** TASK DETAILS **
Your task is to reproduce exactly the lines from the line with "Thank you for the photograph. Please indicate the blue" through the end of the records below.

** start of ITEMS **

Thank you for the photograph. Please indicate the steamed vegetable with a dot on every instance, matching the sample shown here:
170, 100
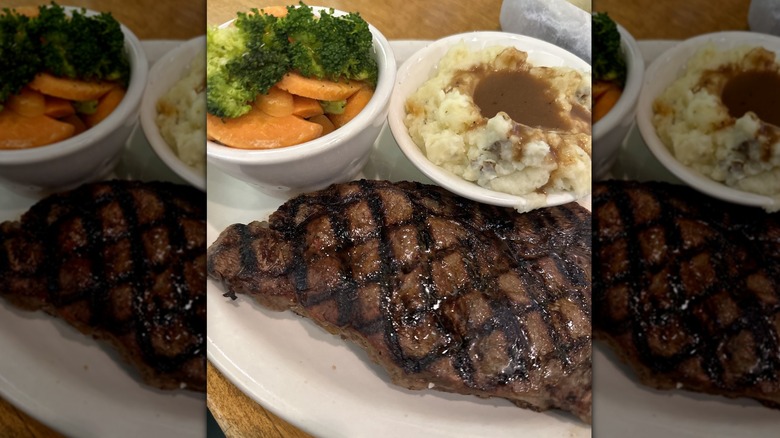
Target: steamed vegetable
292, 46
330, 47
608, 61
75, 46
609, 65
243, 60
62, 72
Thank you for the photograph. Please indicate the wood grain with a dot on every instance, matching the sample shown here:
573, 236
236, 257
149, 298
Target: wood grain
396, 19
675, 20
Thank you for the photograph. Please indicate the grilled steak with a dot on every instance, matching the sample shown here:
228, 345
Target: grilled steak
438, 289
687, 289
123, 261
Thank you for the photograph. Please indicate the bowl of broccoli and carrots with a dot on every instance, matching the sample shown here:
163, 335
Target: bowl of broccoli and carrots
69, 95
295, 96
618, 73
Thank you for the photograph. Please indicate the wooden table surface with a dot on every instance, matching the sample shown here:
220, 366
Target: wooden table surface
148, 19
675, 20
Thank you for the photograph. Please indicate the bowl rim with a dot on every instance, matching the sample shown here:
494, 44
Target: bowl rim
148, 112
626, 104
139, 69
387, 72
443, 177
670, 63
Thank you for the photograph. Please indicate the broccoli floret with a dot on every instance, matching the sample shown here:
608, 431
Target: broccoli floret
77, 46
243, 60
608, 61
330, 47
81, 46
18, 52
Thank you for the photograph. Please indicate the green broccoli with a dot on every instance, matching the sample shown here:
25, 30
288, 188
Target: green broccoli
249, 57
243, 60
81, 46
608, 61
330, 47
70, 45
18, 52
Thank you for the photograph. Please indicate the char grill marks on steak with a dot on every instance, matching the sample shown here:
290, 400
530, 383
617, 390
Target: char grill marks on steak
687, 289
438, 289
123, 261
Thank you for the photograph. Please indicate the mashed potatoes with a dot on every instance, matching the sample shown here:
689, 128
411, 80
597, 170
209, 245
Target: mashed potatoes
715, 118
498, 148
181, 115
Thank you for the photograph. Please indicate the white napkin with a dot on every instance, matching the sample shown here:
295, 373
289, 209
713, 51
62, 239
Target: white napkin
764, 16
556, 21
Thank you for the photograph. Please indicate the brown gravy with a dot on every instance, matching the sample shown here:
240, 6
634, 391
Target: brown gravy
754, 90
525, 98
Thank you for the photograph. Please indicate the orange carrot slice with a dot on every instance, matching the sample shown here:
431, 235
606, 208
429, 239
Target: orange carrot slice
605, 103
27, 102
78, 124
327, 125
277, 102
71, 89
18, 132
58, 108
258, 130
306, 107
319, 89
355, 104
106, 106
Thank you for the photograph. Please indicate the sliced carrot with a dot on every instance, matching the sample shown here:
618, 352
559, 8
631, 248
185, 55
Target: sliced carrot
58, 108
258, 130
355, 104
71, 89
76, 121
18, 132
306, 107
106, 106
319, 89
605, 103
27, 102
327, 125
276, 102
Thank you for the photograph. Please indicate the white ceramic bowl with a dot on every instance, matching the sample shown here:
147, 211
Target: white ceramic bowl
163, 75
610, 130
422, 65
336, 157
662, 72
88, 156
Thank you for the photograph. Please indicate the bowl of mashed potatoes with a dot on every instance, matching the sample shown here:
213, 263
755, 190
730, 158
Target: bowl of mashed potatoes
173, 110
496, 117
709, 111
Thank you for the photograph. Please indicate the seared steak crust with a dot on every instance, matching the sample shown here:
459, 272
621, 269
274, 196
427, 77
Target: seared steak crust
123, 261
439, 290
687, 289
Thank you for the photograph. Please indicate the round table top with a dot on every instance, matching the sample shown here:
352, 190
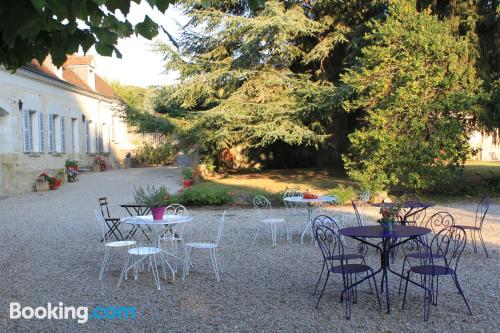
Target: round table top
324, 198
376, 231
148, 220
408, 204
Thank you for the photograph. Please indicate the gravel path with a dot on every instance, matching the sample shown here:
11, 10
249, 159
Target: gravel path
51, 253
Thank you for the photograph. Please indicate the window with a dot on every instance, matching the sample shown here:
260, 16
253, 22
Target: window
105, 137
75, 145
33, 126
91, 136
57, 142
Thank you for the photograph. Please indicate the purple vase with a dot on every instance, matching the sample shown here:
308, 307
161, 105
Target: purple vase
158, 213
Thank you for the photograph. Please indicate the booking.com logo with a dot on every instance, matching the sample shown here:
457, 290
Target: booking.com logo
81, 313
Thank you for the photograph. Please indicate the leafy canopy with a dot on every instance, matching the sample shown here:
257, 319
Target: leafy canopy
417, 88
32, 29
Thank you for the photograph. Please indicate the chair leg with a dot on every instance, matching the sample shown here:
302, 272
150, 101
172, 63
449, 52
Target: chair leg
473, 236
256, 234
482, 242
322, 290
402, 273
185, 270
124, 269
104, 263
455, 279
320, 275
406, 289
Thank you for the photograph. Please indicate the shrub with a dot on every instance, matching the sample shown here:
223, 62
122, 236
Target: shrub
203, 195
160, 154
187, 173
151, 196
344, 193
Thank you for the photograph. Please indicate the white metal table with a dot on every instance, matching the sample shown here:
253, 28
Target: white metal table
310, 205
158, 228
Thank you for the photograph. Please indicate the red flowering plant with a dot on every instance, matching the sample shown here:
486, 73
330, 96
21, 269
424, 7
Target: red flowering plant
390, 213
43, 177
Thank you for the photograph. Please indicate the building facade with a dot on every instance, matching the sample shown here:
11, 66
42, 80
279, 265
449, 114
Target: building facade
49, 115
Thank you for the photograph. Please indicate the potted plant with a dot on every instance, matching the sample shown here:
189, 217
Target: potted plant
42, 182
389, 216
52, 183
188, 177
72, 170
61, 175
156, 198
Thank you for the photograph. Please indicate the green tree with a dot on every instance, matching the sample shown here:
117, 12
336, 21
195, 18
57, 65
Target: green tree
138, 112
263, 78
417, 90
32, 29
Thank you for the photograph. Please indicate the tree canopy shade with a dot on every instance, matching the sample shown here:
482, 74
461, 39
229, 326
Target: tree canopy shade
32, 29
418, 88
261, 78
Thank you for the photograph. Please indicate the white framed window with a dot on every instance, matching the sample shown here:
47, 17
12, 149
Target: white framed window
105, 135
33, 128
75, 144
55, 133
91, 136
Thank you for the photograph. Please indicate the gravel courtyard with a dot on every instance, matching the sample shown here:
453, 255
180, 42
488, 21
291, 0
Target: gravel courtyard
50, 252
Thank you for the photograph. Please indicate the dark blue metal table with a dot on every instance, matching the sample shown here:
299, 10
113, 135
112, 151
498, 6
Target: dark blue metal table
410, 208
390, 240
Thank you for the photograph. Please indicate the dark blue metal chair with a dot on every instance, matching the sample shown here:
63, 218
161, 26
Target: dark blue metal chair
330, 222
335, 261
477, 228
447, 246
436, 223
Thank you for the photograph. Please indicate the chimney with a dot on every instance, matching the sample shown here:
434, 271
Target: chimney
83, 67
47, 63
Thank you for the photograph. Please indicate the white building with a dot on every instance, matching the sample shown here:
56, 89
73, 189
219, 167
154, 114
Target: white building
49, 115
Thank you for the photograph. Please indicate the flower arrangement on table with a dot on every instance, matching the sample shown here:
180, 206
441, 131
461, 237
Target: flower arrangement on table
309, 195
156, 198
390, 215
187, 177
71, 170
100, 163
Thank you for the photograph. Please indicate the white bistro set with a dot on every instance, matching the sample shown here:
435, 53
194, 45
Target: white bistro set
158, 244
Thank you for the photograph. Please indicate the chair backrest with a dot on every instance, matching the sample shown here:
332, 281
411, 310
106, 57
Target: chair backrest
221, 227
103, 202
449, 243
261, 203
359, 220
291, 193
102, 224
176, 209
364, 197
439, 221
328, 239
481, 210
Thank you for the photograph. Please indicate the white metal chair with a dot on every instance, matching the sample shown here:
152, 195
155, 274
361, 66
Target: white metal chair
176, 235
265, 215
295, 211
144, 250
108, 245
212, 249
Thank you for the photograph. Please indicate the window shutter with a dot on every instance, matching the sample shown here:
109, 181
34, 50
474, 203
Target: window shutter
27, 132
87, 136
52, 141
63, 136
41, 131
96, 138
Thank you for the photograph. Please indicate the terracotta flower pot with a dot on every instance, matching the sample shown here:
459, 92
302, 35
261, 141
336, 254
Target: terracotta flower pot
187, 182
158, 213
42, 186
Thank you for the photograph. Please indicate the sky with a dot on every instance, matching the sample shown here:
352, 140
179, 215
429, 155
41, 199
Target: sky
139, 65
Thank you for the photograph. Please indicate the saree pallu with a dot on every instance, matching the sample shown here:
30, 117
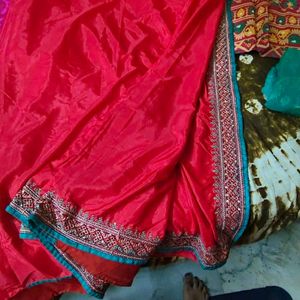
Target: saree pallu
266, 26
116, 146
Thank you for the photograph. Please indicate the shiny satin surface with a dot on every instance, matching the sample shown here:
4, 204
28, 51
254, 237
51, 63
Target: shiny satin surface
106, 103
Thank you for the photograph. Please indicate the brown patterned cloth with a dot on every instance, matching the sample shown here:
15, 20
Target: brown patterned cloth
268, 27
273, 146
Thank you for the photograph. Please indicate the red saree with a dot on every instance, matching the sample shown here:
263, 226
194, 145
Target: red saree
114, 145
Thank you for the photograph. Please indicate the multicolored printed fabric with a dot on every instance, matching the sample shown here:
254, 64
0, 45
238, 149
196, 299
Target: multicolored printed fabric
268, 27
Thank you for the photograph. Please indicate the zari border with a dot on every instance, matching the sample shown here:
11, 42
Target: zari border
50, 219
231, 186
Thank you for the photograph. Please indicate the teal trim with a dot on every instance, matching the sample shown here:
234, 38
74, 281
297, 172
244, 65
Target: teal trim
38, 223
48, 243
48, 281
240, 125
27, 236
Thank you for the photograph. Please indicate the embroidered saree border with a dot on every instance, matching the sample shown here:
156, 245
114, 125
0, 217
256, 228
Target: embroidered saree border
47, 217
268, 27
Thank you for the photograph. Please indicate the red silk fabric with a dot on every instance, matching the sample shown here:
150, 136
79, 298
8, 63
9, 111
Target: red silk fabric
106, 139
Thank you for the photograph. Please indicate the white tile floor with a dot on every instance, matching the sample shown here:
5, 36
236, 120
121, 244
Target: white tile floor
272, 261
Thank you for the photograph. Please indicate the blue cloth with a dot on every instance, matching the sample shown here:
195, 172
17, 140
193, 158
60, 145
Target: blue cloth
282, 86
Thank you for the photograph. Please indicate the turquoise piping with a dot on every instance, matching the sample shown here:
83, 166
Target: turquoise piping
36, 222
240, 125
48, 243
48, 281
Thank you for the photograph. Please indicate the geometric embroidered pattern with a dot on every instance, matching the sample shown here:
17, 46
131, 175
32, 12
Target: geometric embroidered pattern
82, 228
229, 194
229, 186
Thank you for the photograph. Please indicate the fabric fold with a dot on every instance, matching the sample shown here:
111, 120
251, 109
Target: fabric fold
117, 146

** end of ITEMS **

** RESULT OF THIS TASK **
Thank you for the photograph. Please indicate the blue cloth with a dot on every instance, matching the sample shown here:
195, 172
17, 140
193, 158
60, 145
Target: blue cloth
282, 86
Thank you for the photograph. Please indicate the turquoise piping with a dot on every instance, matching the sample shown here:
83, 166
Target: turquoise piping
36, 222
240, 125
48, 243
48, 281
Thank you for the photograph. Please indicate the geometric embroidered pattern with a dot on every instance, matching the sample shown here:
17, 46
131, 175
32, 12
Target: geometric embroidered pattern
82, 228
229, 194
229, 186
Thank you for the photograph. Please indicate the fabric fold with a dot on every instance, matching the sample shown here:
111, 120
251, 109
Target: fabric fold
117, 146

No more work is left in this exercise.